## Assignment 1
Answer these questions from the article on succeeding in marriage counseling:
(a) What three qualities does it say self-examination takes?
(b) What does the counselor provide when joining the couple?
(c) What does the article say it means for relationships to be reciprocal?
## Assignment 2
According to the article on marriage counseling, what do the two human beings in a relationship desire to do for each other? List every one.
## Assignment 3
Pick up the article on succeeding in marriage counseling after its final sentence and continue writing it.

*** Text segment ***

How to Succeed in Marriage Counseling
When couples start working with me they often ask about my success rate. I usually answer, “When I have a couple with both spouses willing to take 100% responsibility for their part of the relationship, we’ll be 100% successful.” Sometimes folks aren’t even aware of how much they are expecting the other person to change. It takes a lot of humility, strength, and courage to self examine and explore the ways one is responsible for their part in the upset and tension happening in their union. Both parties have work to do to find “success”. As the counselor, I’m joining the couple to provide emotional support and safety so that both spouses can begin to see the pain and suffering the other is experiencing while at the same time learning to clearly express and state what’s happening for them.
Let’s first define “relationship”. Relationships are made up of two human beings with a desire to love, support, and connect to each other. Relationships are reciprocal which means that both parties are contributing- there needs to be some kind of balance for the relationship to remain in harmony. Typically, when both parties are contributing, there’s an awareness that when one is sick, struggling, or suffering in some way, the other will kick it up a notch to compensate. Eventually they come around and are able to participate in the relationship as they did before. Likely at some point, since they are married to another faulty and imperfect human being, they’ll need to pick up the slack for their partner as well.

*** End of Text segment ***
*** Extracted records ***

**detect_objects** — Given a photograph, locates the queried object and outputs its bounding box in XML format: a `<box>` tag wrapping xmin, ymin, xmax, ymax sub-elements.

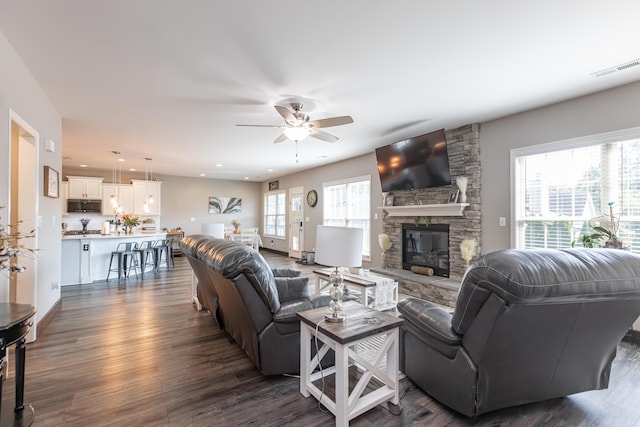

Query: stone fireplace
<box><xmin>402</xmin><ymin>224</ymin><xmax>449</xmax><ymax>277</ymax></box>
<box><xmin>372</xmin><ymin>124</ymin><xmax>482</xmax><ymax>306</ymax></box>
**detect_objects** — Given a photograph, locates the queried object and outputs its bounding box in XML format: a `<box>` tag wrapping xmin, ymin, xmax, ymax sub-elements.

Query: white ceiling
<box><xmin>0</xmin><ymin>0</ymin><xmax>640</xmax><ymax>181</ymax></box>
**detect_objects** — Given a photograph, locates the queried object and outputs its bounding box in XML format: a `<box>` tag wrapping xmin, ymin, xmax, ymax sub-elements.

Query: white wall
<box><xmin>480</xmin><ymin>77</ymin><xmax>640</xmax><ymax>253</ymax></box>
<box><xmin>161</xmin><ymin>175</ymin><xmax>262</xmax><ymax>235</ymax></box>
<box><xmin>0</xmin><ymin>28</ymin><xmax>62</xmax><ymax>334</ymax></box>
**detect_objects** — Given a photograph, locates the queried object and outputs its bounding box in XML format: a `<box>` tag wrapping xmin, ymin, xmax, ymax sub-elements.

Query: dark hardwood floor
<box><xmin>8</xmin><ymin>252</ymin><xmax>640</xmax><ymax>427</ymax></box>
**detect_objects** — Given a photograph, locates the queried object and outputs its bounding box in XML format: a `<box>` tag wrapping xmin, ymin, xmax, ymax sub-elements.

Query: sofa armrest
<box><xmin>275</xmin><ymin>277</ymin><xmax>311</xmax><ymax>303</ymax></box>
<box><xmin>311</xmin><ymin>293</ymin><xmax>331</xmax><ymax>308</ymax></box>
<box><xmin>398</xmin><ymin>298</ymin><xmax>462</xmax><ymax>346</ymax></box>
<box><xmin>271</xmin><ymin>268</ymin><xmax>302</xmax><ymax>277</ymax></box>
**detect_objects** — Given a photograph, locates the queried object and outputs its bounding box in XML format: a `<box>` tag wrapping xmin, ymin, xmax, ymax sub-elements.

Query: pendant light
<box><xmin>142</xmin><ymin>157</ymin><xmax>154</xmax><ymax>213</ymax></box>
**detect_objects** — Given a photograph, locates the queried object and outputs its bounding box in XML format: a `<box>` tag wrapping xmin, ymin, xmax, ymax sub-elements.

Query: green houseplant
<box><xmin>571</xmin><ymin>202</ymin><xmax>623</xmax><ymax>249</ymax></box>
<box><xmin>0</xmin><ymin>206</ymin><xmax>35</xmax><ymax>275</ymax></box>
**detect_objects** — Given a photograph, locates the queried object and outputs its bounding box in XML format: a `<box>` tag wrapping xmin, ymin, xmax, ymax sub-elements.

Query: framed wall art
<box><xmin>44</xmin><ymin>166</ymin><xmax>60</xmax><ymax>199</ymax></box>
<box><xmin>209</xmin><ymin>197</ymin><xmax>242</xmax><ymax>213</ymax></box>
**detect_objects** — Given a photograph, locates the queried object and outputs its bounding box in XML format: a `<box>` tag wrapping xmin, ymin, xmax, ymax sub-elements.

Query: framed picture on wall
<box><xmin>44</xmin><ymin>166</ymin><xmax>60</xmax><ymax>199</ymax></box>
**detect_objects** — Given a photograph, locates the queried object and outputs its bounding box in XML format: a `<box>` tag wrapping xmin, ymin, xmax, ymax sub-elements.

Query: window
<box><xmin>322</xmin><ymin>176</ymin><xmax>371</xmax><ymax>260</ymax></box>
<box><xmin>513</xmin><ymin>129</ymin><xmax>640</xmax><ymax>253</ymax></box>
<box><xmin>264</xmin><ymin>191</ymin><xmax>287</xmax><ymax>238</ymax></box>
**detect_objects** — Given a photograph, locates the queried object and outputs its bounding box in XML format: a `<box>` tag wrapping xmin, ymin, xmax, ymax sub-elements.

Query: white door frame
<box><xmin>7</xmin><ymin>109</ymin><xmax>42</xmax><ymax>341</ymax></box>
<box><xmin>288</xmin><ymin>187</ymin><xmax>304</xmax><ymax>259</ymax></box>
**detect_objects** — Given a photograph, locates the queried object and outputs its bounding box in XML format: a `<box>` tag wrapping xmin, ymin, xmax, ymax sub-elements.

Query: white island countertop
<box><xmin>62</xmin><ymin>231</ymin><xmax>167</xmax><ymax>240</ymax></box>
<box><xmin>60</xmin><ymin>232</ymin><xmax>167</xmax><ymax>286</ymax></box>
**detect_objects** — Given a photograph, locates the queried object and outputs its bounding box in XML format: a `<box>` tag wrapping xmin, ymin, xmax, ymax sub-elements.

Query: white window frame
<box><xmin>509</xmin><ymin>127</ymin><xmax>640</xmax><ymax>248</ymax></box>
<box><xmin>322</xmin><ymin>175</ymin><xmax>371</xmax><ymax>261</ymax></box>
<box><xmin>262</xmin><ymin>190</ymin><xmax>287</xmax><ymax>240</ymax></box>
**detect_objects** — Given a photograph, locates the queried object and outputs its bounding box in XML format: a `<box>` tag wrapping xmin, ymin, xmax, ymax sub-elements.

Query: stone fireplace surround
<box><xmin>371</xmin><ymin>124</ymin><xmax>482</xmax><ymax>307</ymax></box>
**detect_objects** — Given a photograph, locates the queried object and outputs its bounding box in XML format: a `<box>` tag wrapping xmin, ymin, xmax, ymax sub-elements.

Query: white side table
<box><xmin>298</xmin><ymin>302</ymin><xmax>403</xmax><ymax>427</ymax></box>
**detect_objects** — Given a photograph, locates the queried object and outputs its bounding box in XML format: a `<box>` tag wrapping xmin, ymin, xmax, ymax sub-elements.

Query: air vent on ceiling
<box><xmin>591</xmin><ymin>59</ymin><xmax>640</xmax><ymax>77</ymax></box>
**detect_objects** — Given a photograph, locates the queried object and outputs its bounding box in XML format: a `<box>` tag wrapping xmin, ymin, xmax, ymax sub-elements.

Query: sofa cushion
<box><xmin>452</xmin><ymin>249</ymin><xmax>640</xmax><ymax>334</ymax></box>
<box><xmin>273</xmin><ymin>298</ymin><xmax>314</xmax><ymax>334</ymax></box>
<box><xmin>275</xmin><ymin>277</ymin><xmax>311</xmax><ymax>303</ymax></box>
<box><xmin>271</xmin><ymin>268</ymin><xmax>302</xmax><ymax>277</ymax></box>
<box><xmin>181</xmin><ymin>234</ymin><xmax>280</xmax><ymax>313</ymax></box>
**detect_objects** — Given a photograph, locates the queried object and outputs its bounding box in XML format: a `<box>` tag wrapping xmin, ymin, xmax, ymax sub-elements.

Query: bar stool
<box><xmin>134</xmin><ymin>240</ymin><xmax>156</xmax><ymax>279</ymax></box>
<box><xmin>153</xmin><ymin>239</ymin><xmax>175</xmax><ymax>273</ymax></box>
<box><xmin>107</xmin><ymin>242</ymin><xmax>138</xmax><ymax>282</ymax></box>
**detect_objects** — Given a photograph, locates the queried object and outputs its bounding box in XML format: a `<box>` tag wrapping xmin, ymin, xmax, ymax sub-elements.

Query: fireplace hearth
<box><xmin>402</xmin><ymin>224</ymin><xmax>449</xmax><ymax>277</ymax></box>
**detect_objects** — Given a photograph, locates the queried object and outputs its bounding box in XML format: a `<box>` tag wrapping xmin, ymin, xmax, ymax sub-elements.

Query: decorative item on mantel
<box><xmin>0</xmin><ymin>206</ymin><xmax>35</xmax><ymax>278</ymax></box>
<box><xmin>460</xmin><ymin>239</ymin><xmax>478</xmax><ymax>267</ymax></box>
<box><xmin>122</xmin><ymin>213</ymin><xmax>140</xmax><ymax>234</ymax></box>
<box><xmin>378</xmin><ymin>233</ymin><xmax>392</xmax><ymax>268</ymax></box>
<box><xmin>456</xmin><ymin>176</ymin><xmax>469</xmax><ymax>203</ymax></box>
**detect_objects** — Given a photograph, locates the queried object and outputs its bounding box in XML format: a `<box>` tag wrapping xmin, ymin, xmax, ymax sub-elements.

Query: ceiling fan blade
<box><xmin>309</xmin><ymin>116</ymin><xmax>353</xmax><ymax>128</ymax></box>
<box><xmin>273</xmin><ymin>133</ymin><xmax>288</xmax><ymax>144</ymax></box>
<box><xmin>309</xmin><ymin>129</ymin><xmax>338</xmax><ymax>142</ymax></box>
<box><xmin>236</xmin><ymin>125</ymin><xmax>286</xmax><ymax>129</ymax></box>
<box><xmin>274</xmin><ymin>105</ymin><xmax>298</xmax><ymax>126</ymax></box>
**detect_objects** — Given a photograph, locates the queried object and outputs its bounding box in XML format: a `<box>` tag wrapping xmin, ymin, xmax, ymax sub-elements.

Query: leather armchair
<box><xmin>398</xmin><ymin>249</ymin><xmax>640</xmax><ymax>416</ymax></box>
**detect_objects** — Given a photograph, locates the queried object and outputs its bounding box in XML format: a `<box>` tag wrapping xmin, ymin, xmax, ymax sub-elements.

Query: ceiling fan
<box><xmin>236</xmin><ymin>102</ymin><xmax>353</xmax><ymax>143</ymax></box>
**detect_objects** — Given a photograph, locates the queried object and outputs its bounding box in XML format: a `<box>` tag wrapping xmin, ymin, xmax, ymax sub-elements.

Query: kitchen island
<box><xmin>60</xmin><ymin>232</ymin><xmax>167</xmax><ymax>286</ymax></box>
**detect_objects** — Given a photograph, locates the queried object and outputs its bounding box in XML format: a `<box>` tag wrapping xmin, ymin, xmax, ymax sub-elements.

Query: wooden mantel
<box><xmin>378</xmin><ymin>203</ymin><xmax>469</xmax><ymax>217</ymax></box>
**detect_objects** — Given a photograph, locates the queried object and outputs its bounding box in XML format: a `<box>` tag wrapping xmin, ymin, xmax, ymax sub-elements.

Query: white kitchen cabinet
<box><xmin>131</xmin><ymin>179</ymin><xmax>162</xmax><ymax>216</ymax></box>
<box><xmin>102</xmin><ymin>184</ymin><xmax>133</xmax><ymax>215</ymax></box>
<box><xmin>67</xmin><ymin>176</ymin><xmax>104</xmax><ymax>200</ymax></box>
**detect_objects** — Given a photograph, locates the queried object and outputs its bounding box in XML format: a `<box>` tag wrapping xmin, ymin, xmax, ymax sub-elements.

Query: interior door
<box><xmin>289</xmin><ymin>187</ymin><xmax>304</xmax><ymax>259</ymax></box>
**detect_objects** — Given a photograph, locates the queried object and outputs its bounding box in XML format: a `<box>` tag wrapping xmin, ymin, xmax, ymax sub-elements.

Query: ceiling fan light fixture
<box><xmin>283</xmin><ymin>127</ymin><xmax>311</xmax><ymax>142</ymax></box>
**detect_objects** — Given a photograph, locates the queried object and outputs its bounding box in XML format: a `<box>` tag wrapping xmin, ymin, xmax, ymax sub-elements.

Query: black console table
<box><xmin>0</xmin><ymin>302</ymin><xmax>36</xmax><ymax>426</ymax></box>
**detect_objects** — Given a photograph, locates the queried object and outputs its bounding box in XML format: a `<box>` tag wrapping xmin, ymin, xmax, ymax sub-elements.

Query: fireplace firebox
<box><xmin>402</xmin><ymin>224</ymin><xmax>449</xmax><ymax>277</ymax></box>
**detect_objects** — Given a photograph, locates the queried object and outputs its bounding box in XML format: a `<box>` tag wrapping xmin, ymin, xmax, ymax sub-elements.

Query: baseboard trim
<box><xmin>36</xmin><ymin>298</ymin><xmax>62</xmax><ymax>337</ymax></box>
<box><xmin>260</xmin><ymin>248</ymin><xmax>289</xmax><ymax>256</ymax></box>
<box><xmin>622</xmin><ymin>329</ymin><xmax>640</xmax><ymax>345</ymax></box>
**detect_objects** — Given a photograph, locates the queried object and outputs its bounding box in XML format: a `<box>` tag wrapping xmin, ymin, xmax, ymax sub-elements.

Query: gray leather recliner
<box><xmin>398</xmin><ymin>249</ymin><xmax>640</xmax><ymax>416</ymax></box>
<box><xmin>180</xmin><ymin>235</ymin><xmax>331</xmax><ymax>375</ymax></box>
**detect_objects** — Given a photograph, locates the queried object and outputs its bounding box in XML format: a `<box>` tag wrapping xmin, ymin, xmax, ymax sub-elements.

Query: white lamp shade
<box><xmin>283</xmin><ymin>127</ymin><xmax>311</xmax><ymax>142</ymax></box>
<box><xmin>202</xmin><ymin>224</ymin><xmax>224</xmax><ymax>239</ymax></box>
<box><xmin>315</xmin><ymin>225</ymin><xmax>362</xmax><ymax>267</ymax></box>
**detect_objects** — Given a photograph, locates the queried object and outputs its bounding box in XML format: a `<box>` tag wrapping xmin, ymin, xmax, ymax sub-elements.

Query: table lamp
<box><xmin>315</xmin><ymin>225</ymin><xmax>362</xmax><ymax>322</ymax></box>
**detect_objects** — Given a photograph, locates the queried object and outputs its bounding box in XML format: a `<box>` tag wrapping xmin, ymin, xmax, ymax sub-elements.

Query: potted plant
<box><xmin>0</xmin><ymin>206</ymin><xmax>34</xmax><ymax>275</ymax></box>
<box><xmin>571</xmin><ymin>202</ymin><xmax>623</xmax><ymax>249</ymax></box>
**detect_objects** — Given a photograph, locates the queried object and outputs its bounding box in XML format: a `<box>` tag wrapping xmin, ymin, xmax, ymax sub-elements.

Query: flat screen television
<box><xmin>376</xmin><ymin>129</ymin><xmax>451</xmax><ymax>192</ymax></box>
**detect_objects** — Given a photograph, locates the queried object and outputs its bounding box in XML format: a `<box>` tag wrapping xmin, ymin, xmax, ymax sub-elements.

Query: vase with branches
<box><xmin>0</xmin><ymin>206</ymin><xmax>35</xmax><ymax>275</ymax></box>
<box><xmin>378</xmin><ymin>233</ymin><xmax>392</xmax><ymax>268</ymax></box>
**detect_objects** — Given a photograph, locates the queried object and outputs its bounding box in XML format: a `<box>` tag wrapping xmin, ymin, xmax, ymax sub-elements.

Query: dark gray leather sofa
<box><xmin>179</xmin><ymin>235</ymin><xmax>331</xmax><ymax>375</ymax></box>
<box><xmin>398</xmin><ymin>249</ymin><xmax>640</xmax><ymax>416</ymax></box>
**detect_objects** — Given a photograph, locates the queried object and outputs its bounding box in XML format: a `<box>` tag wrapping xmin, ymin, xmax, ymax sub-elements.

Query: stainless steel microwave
<box><xmin>67</xmin><ymin>199</ymin><xmax>102</xmax><ymax>213</ymax></box>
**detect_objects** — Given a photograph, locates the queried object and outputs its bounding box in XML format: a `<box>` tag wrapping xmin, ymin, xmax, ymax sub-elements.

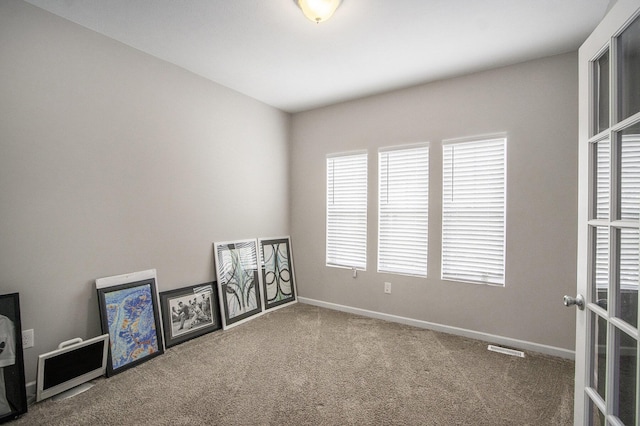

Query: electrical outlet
<box><xmin>22</xmin><ymin>328</ymin><xmax>35</xmax><ymax>349</ymax></box>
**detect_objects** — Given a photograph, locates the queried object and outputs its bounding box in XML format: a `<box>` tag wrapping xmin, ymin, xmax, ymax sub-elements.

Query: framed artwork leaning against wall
<box><xmin>258</xmin><ymin>237</ymin><xmax>296</xmax><ymax>309</ymax></box>
<box><xmin>214</xmin><ymin>239</ymin><xmax>262</xmax><ymax>330</ymax></box>
<box><xmin>160</xmin><ymin>281</ymin><xmax>222</xmax><ymax>348</ymax></box>
<box><xmin>96</xmin><ymin>269</ymin><xmax>164</xmax><ymax>377</ymax></box>
<box><xmin>0</xmin><ymin>293</ymin><xmax>27</xmax><ymax>423</ymax></box>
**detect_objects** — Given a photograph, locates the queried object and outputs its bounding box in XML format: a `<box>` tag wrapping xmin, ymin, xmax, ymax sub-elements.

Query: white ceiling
<box><xmin>27</xmin><ymin>0</ymin><xmax>615</xmax><ymax>112</ymax></box>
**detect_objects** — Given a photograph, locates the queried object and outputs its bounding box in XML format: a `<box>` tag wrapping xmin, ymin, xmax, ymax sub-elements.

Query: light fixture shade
<box><xmin>296</xmin><ymin>0</ymin><xmax>340</xmax><ymax>23</ymax></box>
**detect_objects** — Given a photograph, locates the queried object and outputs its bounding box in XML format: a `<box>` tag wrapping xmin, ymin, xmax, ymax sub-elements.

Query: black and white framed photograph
<box><xmin>160</xmin><ymin>281</ymin><xmax>222</xmax><ymax>348</ymax></box>
<box><xmin>96</xmin><ymin>269</ymin><xmax>164</xmax><ymax>377</ymax></box>
<box><xmin>0</xmin><ymin>293</ymin><xmax>27</xmax><ymax>423</ymax></box>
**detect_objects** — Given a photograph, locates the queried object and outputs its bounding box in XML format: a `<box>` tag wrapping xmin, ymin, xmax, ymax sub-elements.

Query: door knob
<box><xmin>562</xmin><ymin>294</ymin><xmax>584</xmax><ymax>310</ymax></box>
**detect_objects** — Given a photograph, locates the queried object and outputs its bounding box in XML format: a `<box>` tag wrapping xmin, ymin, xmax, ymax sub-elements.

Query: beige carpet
<box><xmin>11</xmin><ymin>303</ymin><xmax>574</xmax><ymax>426</ymax></box>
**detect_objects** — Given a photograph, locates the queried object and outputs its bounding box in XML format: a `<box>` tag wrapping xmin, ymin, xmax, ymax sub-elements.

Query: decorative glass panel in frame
<box><xmin>214</xmin><ymin>239</ymin><xmax>262</xmax><ymax>329</ymax></box>
<box><xmin>258</xmin><ymin>237</ymin><xmax>296</xmax><ymax>309</ymax></box>
<box><xmin>96</xmin><ymin>269</ymin><xmax>164</xmax><ymax>377</ymax></box>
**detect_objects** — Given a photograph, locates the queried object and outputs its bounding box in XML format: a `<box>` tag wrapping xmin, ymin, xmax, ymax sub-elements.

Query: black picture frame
<box><xmin>160</xmin><ymin>281</ymin><xmax>222</xmax><ymax>348</ymax></box>
<box><xmin>0</xmin><ymin>293</ymin><xmax>27</xmax><ymax>423</ymax></box>
<box><xmin>97</xmin><ymin>278</ymin><xmax>164</xmax><ymax>377</ymax></box>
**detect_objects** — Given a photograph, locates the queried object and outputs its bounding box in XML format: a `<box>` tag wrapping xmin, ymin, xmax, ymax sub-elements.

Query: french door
<box><xmin>574</xmin><ymin>0</ymin><xmax>640</xmax><ymax>426</ymax></box>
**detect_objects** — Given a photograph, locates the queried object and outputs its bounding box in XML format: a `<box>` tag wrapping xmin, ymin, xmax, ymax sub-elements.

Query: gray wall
<box><xmin>0</xmin><ymin>0</ymin><xmax>290</xmax><ymax>381</ymax></box>
<box><xmin>291</xmin><ymin>53</ymin><xmax>578</xmax><ymax>350</ymax></box>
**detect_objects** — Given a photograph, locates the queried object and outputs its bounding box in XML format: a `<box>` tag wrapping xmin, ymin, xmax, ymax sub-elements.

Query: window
<box><xmin>442</xmin><ymin>137</ymin><xmax>507</xmax><ymax>285</ymax></box>
<box><xmin>378</xmin><ymin>146</ymin><xmax>429</xmax><ymax>277</ymax></box>
<box><xmin>327</xmin><ymin>152</ymin><xmax>367</xmax><ymax>270</ymax></box>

*** End of Extracted records ***

## Expected output 1
(a) Humility, strength, and courage.
(b) Emotional support and safety.
(c) Both parties are contributing.

## Expected output 2
- Love each other
- Support each other
- Connect to each other

## Expected output 3
Relationships require understanding and work; we understand that we married someone who is different from us; opposite sex, diverse personality, different family of origin. Healthy, thriving relationships take a lot of communication, seeking to really understand different perspectives, and genuinely listening to your partner.
So how do you define “success”? If you’re defining success as perfection, you’ll need to first come back to reality and remember that human beings, this side of heaven, will never be perfect and therefore your relationship will not be perfect. While the harmonious, happy couple is our dream and our goal, it’s quite rare for that dynamic to happen naturally and, more often than not, requires great commitment and investment from both individuals to achieve.
I believe a successful relationship is one in which both parties are working to become an expert in knowing the other. The more you seek to first understand your partner, their vulnerabilities, their strengths and weaknesses, their preferences and desires, the more you will find the love and intimacy you are looking for. We need to be aware of expectations that mimic culture’s instant gratification and easy to obtain pleasure. Otherwise, we are blindsided at the level of work and investment this relationship will require to be happy, peaceful, and intimate. Success is “the accomplishment of an aim or purpose” and at Married Life your counselor will work with you both to define what exactly you’re aiming to accomplish to help you meet your goals.
How to Succeed in Marriage Counseling
How to succeed in marriage counseling? First, learn to confess your part of the problem. Second, speak for yourself by learning to identify what’s happening for you emotionally. Third, figure out how to listen well. Imagine your spouse’s surprise when they come to you with the complaint, “Hey, I’m upset because you drank too much last night and I felt embarrassed in front of our friends” and your response is “I’m so sorry, I’m hearing you say you felt embarrassed last night when I got too loud, is that right?” Rather than defending and explaining yourself or blaming your spouse for being too sensitive or always complaining, you owned your behavior, acknowledged their perspective, and asked for clarification. You’ve just managed to take the tension and fight out of a potential argument!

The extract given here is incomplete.